__Aim of the task__
Rewrite everything from the start of the records down through the line containing "254 196 L 300", swapping "bare tree" for "leafless tree" and leaving all else unchanged.

- - -

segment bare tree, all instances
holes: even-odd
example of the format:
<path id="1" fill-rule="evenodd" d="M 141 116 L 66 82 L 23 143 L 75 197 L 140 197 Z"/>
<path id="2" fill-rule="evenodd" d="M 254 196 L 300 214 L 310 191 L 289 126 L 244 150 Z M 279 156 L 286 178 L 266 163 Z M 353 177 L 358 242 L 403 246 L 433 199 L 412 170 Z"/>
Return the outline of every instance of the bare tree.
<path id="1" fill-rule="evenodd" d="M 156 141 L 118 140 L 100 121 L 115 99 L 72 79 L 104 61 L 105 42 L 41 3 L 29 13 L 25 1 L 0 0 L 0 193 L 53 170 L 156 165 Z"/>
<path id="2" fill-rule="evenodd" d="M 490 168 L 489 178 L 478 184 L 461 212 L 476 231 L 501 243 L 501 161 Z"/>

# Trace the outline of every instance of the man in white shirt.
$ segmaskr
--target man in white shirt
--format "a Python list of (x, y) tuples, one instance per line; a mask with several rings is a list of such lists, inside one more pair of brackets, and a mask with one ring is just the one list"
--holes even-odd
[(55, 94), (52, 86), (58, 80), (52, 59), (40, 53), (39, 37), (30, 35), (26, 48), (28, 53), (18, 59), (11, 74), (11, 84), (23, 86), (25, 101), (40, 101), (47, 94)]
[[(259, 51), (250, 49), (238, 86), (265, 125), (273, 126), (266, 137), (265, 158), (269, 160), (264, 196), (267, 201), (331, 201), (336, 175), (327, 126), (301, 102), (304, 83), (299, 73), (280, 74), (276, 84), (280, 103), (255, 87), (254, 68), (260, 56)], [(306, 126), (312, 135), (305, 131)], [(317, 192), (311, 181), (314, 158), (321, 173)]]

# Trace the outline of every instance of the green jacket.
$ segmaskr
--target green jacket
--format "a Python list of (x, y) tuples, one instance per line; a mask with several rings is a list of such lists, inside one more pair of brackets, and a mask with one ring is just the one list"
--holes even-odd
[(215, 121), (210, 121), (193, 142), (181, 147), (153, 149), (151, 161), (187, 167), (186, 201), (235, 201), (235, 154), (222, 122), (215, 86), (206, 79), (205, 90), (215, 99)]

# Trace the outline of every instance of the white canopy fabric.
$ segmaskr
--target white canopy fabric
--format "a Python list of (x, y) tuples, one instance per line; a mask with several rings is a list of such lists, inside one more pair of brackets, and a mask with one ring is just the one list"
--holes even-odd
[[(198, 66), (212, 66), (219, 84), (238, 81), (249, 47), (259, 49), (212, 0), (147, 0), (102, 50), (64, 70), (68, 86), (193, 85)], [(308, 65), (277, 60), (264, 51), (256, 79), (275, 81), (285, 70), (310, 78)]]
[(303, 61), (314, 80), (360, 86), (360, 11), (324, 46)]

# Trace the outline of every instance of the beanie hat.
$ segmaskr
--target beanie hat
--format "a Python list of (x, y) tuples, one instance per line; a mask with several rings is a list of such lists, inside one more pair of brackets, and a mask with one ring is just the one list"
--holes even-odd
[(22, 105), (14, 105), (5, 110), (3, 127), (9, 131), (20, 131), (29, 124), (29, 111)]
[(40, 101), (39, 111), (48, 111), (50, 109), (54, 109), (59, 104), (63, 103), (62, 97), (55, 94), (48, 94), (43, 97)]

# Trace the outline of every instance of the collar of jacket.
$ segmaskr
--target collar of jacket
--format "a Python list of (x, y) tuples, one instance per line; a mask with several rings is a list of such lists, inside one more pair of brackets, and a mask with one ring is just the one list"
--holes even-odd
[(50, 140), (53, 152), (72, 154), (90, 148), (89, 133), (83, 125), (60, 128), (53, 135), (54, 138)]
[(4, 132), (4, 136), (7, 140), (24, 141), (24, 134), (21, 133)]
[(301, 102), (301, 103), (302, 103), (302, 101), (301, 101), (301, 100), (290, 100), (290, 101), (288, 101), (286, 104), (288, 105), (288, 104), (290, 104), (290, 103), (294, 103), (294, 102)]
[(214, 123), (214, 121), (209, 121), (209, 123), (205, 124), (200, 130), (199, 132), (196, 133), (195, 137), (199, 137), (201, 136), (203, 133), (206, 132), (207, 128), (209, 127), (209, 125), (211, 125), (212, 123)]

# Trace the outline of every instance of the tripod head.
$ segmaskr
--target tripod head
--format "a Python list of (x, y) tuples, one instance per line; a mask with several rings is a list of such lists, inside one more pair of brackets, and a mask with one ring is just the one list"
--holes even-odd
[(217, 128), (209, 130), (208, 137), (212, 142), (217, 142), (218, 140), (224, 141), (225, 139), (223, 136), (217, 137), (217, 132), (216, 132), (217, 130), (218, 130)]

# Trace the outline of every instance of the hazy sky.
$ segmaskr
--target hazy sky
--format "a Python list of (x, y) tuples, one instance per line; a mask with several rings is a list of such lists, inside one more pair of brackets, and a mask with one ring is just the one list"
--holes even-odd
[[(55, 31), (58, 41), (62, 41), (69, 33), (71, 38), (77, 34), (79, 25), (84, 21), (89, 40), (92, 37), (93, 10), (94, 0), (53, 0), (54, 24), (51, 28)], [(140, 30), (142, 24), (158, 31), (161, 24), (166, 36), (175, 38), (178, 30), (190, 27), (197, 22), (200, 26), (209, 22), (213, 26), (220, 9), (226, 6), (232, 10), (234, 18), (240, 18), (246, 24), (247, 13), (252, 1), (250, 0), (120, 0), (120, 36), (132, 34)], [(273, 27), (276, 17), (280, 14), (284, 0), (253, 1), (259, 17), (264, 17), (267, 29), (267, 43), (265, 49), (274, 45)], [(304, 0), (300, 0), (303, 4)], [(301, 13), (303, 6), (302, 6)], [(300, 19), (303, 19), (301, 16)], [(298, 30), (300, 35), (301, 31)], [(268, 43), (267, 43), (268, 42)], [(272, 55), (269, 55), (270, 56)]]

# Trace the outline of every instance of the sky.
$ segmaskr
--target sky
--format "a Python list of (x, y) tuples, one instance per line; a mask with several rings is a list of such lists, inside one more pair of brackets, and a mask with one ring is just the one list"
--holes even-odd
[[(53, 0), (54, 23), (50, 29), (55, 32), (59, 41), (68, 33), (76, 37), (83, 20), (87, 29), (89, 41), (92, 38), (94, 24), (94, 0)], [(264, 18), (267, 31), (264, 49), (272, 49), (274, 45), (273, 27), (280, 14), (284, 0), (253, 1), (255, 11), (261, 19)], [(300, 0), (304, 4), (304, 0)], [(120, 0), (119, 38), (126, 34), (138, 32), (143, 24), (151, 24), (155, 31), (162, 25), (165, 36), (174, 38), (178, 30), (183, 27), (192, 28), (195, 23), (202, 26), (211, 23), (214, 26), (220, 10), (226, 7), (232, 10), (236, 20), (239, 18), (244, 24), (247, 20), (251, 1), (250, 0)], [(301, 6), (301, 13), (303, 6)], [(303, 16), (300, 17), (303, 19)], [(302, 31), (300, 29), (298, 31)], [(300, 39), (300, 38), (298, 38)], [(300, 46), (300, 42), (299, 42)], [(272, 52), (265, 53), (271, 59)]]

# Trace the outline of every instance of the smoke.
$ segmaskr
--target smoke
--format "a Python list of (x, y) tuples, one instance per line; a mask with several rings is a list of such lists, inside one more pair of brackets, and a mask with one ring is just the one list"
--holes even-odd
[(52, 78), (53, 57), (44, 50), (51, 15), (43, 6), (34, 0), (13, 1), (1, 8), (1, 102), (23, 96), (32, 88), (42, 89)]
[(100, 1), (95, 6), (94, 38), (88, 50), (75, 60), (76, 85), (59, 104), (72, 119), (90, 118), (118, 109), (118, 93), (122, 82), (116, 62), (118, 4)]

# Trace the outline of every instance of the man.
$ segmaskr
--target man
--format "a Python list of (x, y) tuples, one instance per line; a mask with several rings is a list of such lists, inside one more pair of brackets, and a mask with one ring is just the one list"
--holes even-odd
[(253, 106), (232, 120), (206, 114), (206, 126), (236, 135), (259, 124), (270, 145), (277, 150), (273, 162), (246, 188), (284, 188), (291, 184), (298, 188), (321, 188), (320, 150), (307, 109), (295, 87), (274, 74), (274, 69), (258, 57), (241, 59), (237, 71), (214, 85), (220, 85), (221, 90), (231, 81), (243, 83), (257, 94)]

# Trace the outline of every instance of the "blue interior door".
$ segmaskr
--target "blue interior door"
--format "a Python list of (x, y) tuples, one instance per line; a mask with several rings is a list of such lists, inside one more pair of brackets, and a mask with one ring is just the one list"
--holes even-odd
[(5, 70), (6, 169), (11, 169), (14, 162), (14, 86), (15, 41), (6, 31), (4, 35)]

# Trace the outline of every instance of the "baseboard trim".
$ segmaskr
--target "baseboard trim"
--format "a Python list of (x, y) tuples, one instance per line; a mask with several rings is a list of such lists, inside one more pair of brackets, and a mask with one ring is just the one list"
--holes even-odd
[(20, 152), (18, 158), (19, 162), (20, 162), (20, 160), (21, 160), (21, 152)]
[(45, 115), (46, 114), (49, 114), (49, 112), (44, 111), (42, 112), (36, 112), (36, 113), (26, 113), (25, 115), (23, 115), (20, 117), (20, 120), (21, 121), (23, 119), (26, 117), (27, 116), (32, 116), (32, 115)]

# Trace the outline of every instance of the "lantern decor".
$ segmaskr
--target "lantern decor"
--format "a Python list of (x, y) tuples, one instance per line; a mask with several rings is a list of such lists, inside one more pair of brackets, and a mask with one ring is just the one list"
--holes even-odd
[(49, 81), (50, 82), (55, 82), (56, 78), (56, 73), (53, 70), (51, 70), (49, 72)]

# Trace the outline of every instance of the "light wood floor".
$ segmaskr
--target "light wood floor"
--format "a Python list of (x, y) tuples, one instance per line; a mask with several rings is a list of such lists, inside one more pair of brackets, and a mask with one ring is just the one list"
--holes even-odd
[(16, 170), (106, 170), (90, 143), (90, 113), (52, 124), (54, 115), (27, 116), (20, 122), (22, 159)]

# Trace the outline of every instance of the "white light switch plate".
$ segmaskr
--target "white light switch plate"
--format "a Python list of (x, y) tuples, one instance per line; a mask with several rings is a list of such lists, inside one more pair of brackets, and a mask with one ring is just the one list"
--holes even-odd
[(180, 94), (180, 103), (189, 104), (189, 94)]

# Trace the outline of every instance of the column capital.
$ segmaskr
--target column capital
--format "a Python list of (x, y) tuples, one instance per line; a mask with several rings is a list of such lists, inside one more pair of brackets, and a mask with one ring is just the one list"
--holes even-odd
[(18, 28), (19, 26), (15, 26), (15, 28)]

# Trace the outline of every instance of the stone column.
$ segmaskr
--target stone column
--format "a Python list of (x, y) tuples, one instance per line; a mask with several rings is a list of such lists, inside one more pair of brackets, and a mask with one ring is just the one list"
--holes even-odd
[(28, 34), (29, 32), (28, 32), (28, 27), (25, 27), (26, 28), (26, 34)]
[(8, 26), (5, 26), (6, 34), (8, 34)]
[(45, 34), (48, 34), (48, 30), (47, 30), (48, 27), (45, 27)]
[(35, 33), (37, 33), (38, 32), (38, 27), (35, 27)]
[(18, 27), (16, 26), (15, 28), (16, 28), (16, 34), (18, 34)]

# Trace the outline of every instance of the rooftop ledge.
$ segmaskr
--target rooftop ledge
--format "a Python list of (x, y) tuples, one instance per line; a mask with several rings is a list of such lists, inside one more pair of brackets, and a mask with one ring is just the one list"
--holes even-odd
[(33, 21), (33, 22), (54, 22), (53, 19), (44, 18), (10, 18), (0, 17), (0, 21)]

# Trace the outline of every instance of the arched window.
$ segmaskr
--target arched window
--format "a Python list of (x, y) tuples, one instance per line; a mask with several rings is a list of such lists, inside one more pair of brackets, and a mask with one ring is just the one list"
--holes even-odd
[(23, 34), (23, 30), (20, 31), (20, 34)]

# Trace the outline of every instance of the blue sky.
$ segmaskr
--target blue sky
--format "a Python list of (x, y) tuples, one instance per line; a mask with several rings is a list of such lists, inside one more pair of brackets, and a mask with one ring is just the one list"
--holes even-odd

- - -

__Answer for the task__
segment leafless tree, all instances
holes: even-odd
example of the format:
<path id="1" fill-rule="evenodd" d="M 141 116 L 66 82 L 23 143 L 75 197 L 140 197 Z"/>
<path id="2" fill-rule="evenodd" d="M 254 196 L 300 214 L 310 191 L 289 126 L 244 150 Z M 279 156 L 286 178 L 266 163 Z M 353 177 L 358 242 L 403 246 L 433 199 L 412 170 Z"/>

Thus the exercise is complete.